**Study text:**
Operationalizing Moral Uncertainty: A Framework for Critical Thinking In An Uncertain World
PhD Thesis in Philosophy, Department of Philosophy, University Panthéon-Sorbonne Paris 1, 2023
Full Manuscript (PDF)

Abstract
This Ph.D. in philosophy explores the normative uncertainty problem, i.e., the complex ethical problem of what we should do when uncertain about what we should do. We conduct our thesis in the tradition of the long-forgotten philosophy of science of operationalization. The latter is a thorough analytical approach that allows for applied investigations of a concept whose empirical implications are neither proven nor clear. In the case of an ethical evaluation or choice problem, operationalization includes two main dimensions: (1) providing a framework for reasoning, comparing the values of options, and decision-making by individuals or groups; (2) providing empirical evidence to demonstrate the concept’s relevance for applied research and further scientific investigations. We divide our thesis into two main parts based on these dimensions. A preceding introduction addresses normative uncertainty and its relations to other ethical and meta-ethical concepts. Part I provides a comprehensive framework for comparing the values of options, reasoning, and making individual decisions under normative uncertainty, depending on the types and amount of information available to the decision-maker. Part II demonstrates how we may employ the humanities in survey methods and establish normative uncertainty as an empirical fact by combining both disciplines. The conclusion summarizes our thesis’s main contributions.

**Dataset:**
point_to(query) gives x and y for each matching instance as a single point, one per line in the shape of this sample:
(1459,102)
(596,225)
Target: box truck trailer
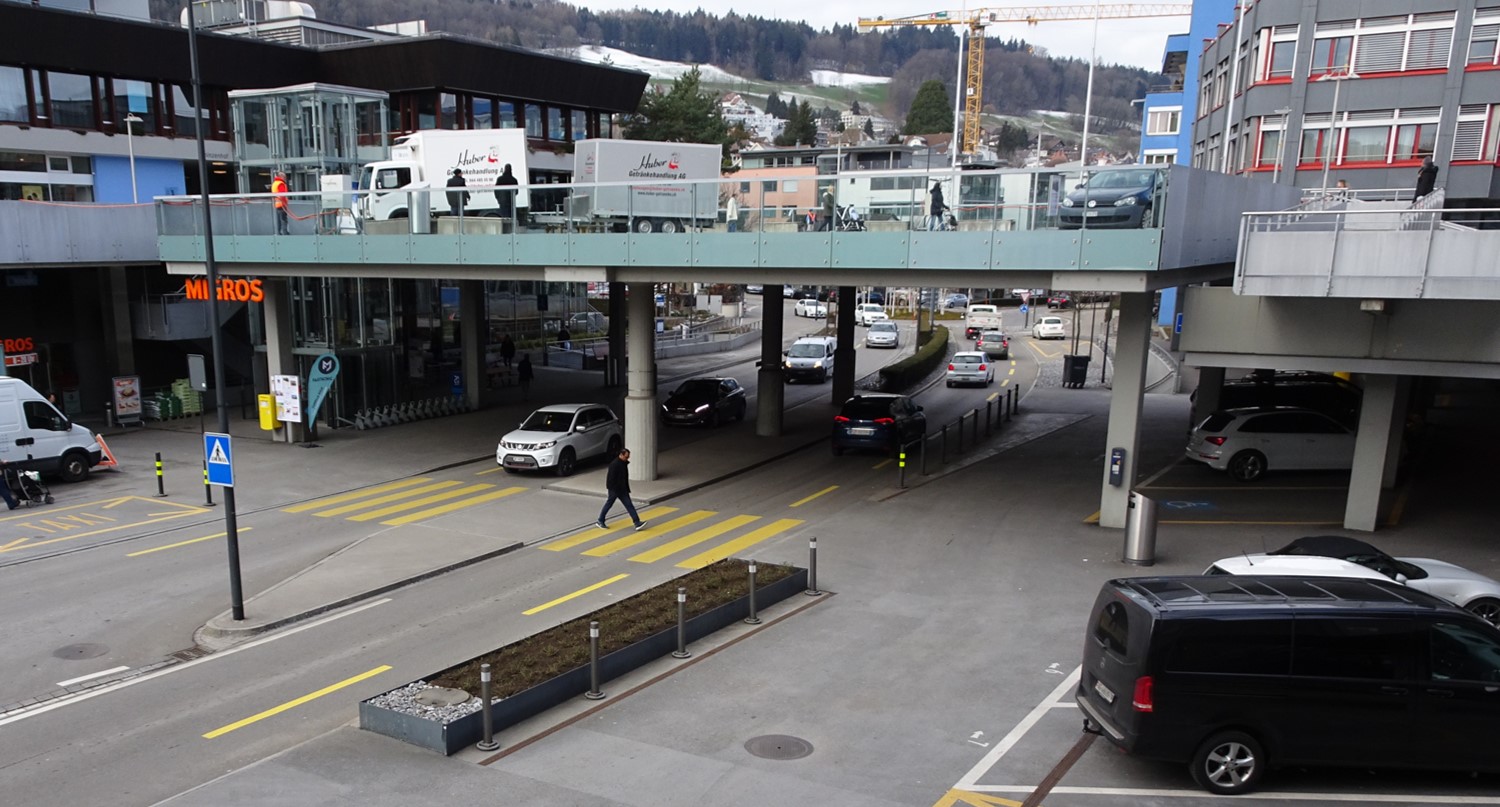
(665,201)
(426,159)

**Brief 1:**
In the thesis abstract, begin at the words "Operationalizing Moral Uncertainty: A" and stop after "Full Manuscript (PDF)". Write that passage out again with "PhD Thesis" swapped for "Doctoral Dissertation".
**Brief 2:**
Render this sentence from the thesis abstract in Spanish: "We divide our thesis into two main parts based on these dimensions."
**Brief 3:**
List every section of the thesis that the thesis abstract describes.

**Exercise result 1:**
Operationalizing Moral Uncertainty: A Framework for Critical Thinking In An Uncertain World
Doctoral Dissertation in Philosophy, Department of Philosophy, University Panthéon-Sorbonne Paris 1, 2023
Full Manuscript (PDF)

**Exercise result 2:**
Dividimos nuestra tesis en dos partes principales basadas en estas dimensiones.

**Exercise result 3:**
- Introduction
- Part I
- Part II
- Conclusion